**WHAT THE TASK ASKS**
Copy every item below line for line, keeping each character unchanged.

Begin WORKING DATA

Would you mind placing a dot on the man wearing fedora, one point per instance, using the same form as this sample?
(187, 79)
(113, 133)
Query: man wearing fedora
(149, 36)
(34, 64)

End WORKING DATA

**CORRECT RESPONSE**
Would you mind placing a dot on the man wearing fedora, one point per instance, using the same form as this sample?
(187, 79)
(113, 133)
Query: man wearing fedora
(149, 36)
(34, 64)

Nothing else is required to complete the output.